--- Begin MATERIAL TO PROCESS ---

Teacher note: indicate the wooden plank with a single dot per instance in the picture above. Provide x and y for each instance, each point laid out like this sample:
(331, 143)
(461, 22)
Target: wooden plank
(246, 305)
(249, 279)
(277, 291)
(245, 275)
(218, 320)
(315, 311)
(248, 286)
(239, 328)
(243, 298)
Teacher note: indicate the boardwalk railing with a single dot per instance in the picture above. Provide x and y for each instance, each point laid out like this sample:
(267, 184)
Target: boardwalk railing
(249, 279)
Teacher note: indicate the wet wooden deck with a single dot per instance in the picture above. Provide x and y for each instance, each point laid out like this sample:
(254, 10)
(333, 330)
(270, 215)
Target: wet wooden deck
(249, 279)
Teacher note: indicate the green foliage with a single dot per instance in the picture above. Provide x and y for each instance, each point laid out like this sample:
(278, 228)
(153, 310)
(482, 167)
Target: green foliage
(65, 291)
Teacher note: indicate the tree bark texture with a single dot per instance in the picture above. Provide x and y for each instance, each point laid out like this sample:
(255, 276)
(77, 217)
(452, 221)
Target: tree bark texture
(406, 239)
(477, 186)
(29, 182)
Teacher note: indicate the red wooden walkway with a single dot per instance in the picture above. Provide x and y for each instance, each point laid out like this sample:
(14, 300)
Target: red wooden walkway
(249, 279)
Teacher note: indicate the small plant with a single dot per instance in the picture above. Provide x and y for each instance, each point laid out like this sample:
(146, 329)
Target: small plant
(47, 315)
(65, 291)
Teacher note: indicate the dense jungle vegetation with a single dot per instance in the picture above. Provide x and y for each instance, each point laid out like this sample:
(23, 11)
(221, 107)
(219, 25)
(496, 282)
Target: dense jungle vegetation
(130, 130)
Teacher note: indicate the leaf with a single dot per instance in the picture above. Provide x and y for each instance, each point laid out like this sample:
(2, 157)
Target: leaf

--- End MATERIAL TO PROCESS ---

YOUR TASK ▸ Please write out again the entries starting with the line containing "Teacher note: indicate the leaf" and going on through the end of the entries, switching "leaf" to "fern" and leaving everything else unchanged.

THE OUTPUT ▸
Teacher note: indicate the fern with a single dot per instance in the picture above. Provide x and y for each instance, each point laid out like this sample:
(2, 157)
Target: fern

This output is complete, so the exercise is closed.